Instructions to follow:
Below are records; count how many of their lines contain the word "concrete" and give the number alone.

Segment Start: Extracted records

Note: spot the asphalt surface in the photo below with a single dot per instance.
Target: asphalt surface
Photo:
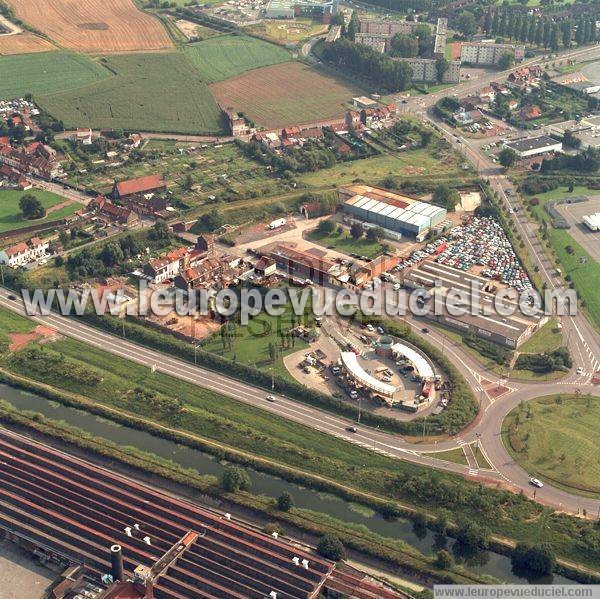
(582, 340)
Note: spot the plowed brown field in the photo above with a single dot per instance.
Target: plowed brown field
(23, 43)
(95, 26)
(289, 93)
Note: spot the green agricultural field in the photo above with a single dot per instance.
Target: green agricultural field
(405, 164)
(585, 276)
(46, 73)
(149, 92)
(10, 214)
(343, 242)
(548, 338)
(556, 439)
(227, 56)
(250, 344)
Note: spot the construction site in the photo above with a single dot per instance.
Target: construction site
(111, 537)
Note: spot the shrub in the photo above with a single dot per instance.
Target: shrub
(330, 547)
(285, 502)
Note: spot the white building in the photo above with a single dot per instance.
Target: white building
(534, 146)
(22, 253)
(486, 53)
(424, 70)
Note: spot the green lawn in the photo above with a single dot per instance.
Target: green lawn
(149, 92)
(250, 344)
(46, 73)
(557, 440)
(405, 164)
(10, 214)
(226, 56)
(104, 378)
(548, 338)
(345, 243)
(586, 276)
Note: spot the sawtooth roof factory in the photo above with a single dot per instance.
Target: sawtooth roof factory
(391, 211)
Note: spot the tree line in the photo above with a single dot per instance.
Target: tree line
(365, 63)
(539, 30)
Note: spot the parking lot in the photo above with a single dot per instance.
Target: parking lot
(574, 214)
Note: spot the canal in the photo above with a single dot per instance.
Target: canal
(424, 540)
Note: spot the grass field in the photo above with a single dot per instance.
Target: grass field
(46, 72)
(548, 338)
(283, 32)
(149, 92)
(405, 164)
(95, 25)
(456, 456)
(557, 440)
(345, 243)
(10, 214)
(246, 428)
(288, 93)
(227, 56)
(586, 277)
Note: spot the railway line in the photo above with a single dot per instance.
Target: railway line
(69, 508)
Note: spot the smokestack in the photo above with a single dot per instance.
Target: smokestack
(116, 560)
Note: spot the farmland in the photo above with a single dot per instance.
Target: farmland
(149, 92)
(46, 72)
(95, 26)
(555, 438)
(10, 214)
(285, 94)
(212, 169)
(405, 164)
(227, 56)
(23, 43)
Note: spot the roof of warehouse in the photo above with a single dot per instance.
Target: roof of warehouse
(532, 143)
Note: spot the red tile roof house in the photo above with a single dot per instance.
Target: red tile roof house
(112, 213)
(143, 195)
(530, 112)
(22, 253)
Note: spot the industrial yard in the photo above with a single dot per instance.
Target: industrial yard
(69, 512)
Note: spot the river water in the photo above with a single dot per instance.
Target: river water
(424, 540)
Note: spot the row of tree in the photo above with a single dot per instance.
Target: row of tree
(539, 30)
(380, 70)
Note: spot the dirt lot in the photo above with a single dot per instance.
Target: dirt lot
(23, 43)
(20, 576)
(95, 25)
(574, 214)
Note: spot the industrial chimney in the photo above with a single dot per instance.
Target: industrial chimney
(116, 560)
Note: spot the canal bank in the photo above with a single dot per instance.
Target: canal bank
(425, 541)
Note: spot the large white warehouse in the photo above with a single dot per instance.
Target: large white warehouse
(392, 211)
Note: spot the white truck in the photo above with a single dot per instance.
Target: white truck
(277, 223)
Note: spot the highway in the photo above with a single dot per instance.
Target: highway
(487, 425)
(582, 339)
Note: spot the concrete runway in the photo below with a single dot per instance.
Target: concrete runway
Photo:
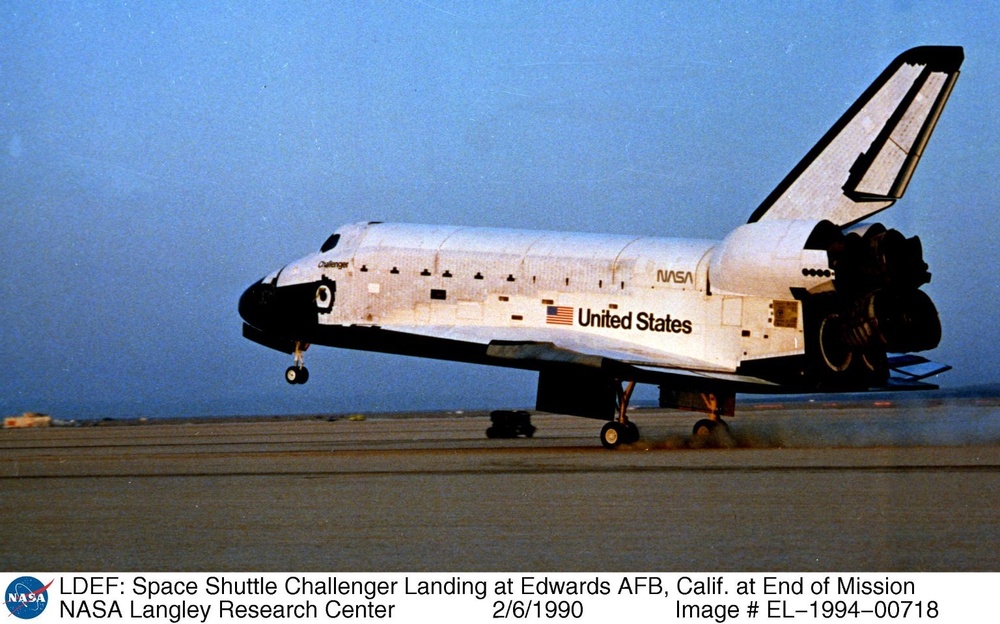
(809, 488)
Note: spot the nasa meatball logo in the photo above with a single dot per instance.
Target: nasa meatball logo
(27, 597)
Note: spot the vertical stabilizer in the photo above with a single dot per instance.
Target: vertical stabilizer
(864, 162)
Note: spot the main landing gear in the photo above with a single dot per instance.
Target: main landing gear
(298, 373)
(621, 430)
(712, 432)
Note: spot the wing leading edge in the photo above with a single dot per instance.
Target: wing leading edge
(864, 162)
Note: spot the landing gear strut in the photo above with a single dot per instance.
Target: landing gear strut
(298, 373)
(621, 430)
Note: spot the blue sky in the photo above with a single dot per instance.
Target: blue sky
(157, 158)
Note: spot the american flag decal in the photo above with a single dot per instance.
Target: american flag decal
(559, 315)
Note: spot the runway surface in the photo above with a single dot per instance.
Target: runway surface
(805, 488)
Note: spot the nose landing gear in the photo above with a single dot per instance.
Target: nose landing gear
(298, 373)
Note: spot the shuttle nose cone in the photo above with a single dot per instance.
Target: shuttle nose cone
(254, 304)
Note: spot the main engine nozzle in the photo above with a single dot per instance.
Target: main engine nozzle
(892, 320)
(879, 259)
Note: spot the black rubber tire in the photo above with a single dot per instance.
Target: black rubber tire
(612, 434)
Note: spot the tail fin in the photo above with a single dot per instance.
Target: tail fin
(864, 162)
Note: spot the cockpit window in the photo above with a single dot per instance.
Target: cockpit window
(330, 243)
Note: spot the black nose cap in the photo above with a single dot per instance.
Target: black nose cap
(254, 303)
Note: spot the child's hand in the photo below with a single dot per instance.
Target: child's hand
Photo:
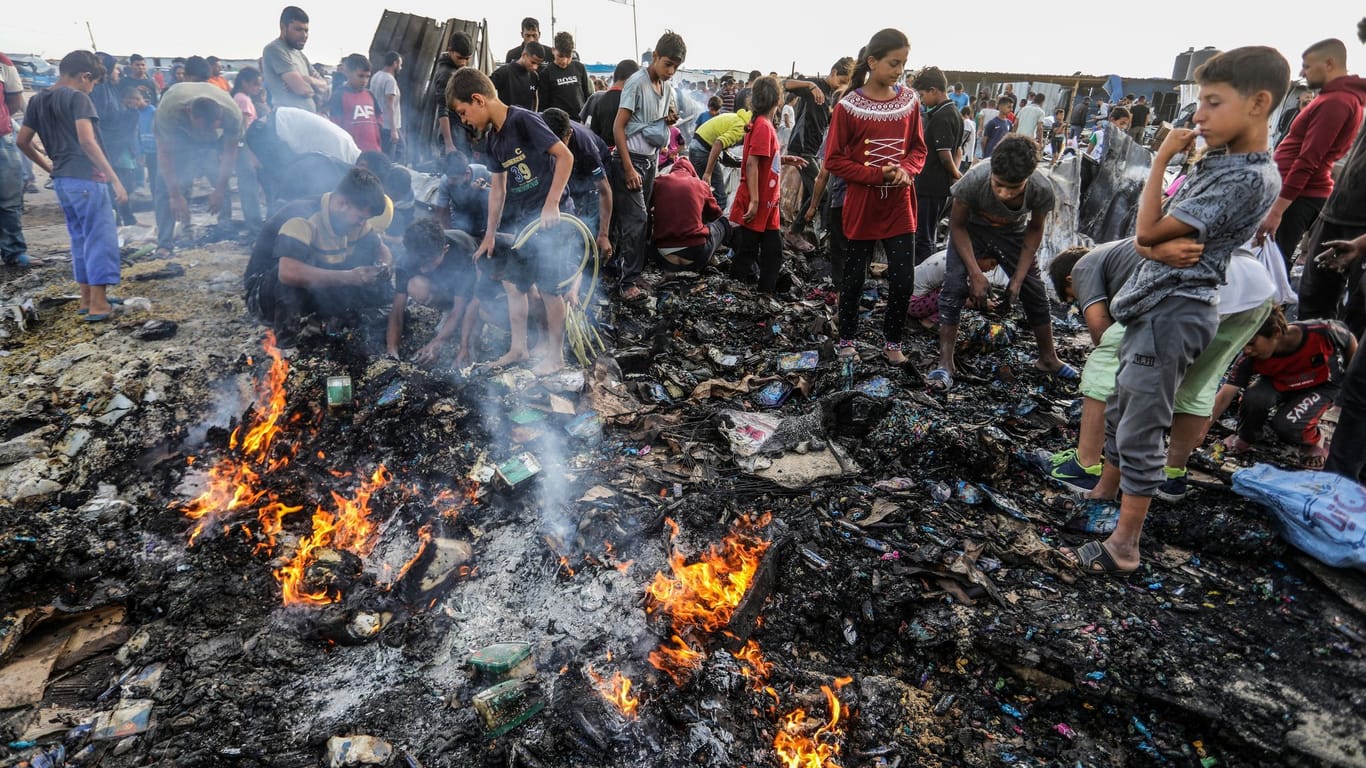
(1176, 142)
(485, 248)
(1179, 253)
(1339, 256)
(428, 353)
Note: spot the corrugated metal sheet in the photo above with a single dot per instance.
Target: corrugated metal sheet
(420, 40)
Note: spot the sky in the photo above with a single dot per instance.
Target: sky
(1006, 34)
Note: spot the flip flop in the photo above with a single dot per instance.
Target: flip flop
(115, 301)
(939, 380)
(1092, 554)
(1066, 373)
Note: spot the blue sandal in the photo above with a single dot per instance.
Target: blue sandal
(939, 380)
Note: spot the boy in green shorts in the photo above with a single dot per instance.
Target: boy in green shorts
(1089, 279)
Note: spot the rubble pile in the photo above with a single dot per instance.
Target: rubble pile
(716, 545)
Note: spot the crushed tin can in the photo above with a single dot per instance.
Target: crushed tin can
(799, 361)
(507, 705)
(775, 394)
(339, 391)
(518, 470)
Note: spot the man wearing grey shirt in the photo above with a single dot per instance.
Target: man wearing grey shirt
(288, 77)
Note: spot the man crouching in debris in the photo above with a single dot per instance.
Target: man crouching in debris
(435, 271)
(321, 257)
(999, 208)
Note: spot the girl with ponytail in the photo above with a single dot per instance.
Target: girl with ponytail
(874, 144)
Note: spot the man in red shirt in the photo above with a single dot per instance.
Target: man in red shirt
(354, 108)
(1318, 137)
(689, 224)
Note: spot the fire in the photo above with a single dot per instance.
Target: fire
(234, 481)
(797, 749)
(753, 664)
(349, 529)
(679, 662)
(616, 690)
(704, 595)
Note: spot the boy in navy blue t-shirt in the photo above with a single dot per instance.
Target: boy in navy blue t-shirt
(589, 186)
(64, 118)
(530, 170)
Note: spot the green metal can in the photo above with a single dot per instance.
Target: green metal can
(339, 391)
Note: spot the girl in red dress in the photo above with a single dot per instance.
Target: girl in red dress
(874, 144)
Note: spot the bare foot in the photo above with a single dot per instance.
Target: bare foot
(1103, 494)
(512, 357)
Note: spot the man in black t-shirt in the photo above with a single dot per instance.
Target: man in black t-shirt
(600, 112)
(518, 82)
(813, 119)
(943, 135)
(321, 257)
(564, 82)
(1138, 115)
(138, 77)
(530, 33)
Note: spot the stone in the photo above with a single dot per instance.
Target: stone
(155, 331)
(22, 447)
(358, 749)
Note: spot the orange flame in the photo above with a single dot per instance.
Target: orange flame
(349, 529)
(797, 749)
(616, 690)
(753, 666)
(234, 481)
(702, 596)
(679, 662)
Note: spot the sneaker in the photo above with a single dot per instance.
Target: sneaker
(1175, 487)
(1070, 473)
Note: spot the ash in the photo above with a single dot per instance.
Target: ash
(965, 640)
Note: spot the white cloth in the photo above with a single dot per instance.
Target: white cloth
(1027, 120)
(1247, 284)
(303, 131)
(381, 86)
(969, 140)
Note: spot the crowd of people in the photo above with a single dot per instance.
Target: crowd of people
(668, 175)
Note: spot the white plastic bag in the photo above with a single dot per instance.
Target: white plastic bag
(1271, 257)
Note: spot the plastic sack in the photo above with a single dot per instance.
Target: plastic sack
(1271, 257)
(1321, 513)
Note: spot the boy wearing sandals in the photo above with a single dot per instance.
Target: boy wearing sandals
(1169, 310)
(530, 172)
(64, 118)
(1299, 368)
(999, 207)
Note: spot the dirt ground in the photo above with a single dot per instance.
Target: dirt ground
(1227, 648)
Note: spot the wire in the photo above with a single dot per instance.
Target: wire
(582, 334)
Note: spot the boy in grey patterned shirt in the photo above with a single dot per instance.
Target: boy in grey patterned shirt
(1168, 306)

Segment End: Extracted records

Task answer:
2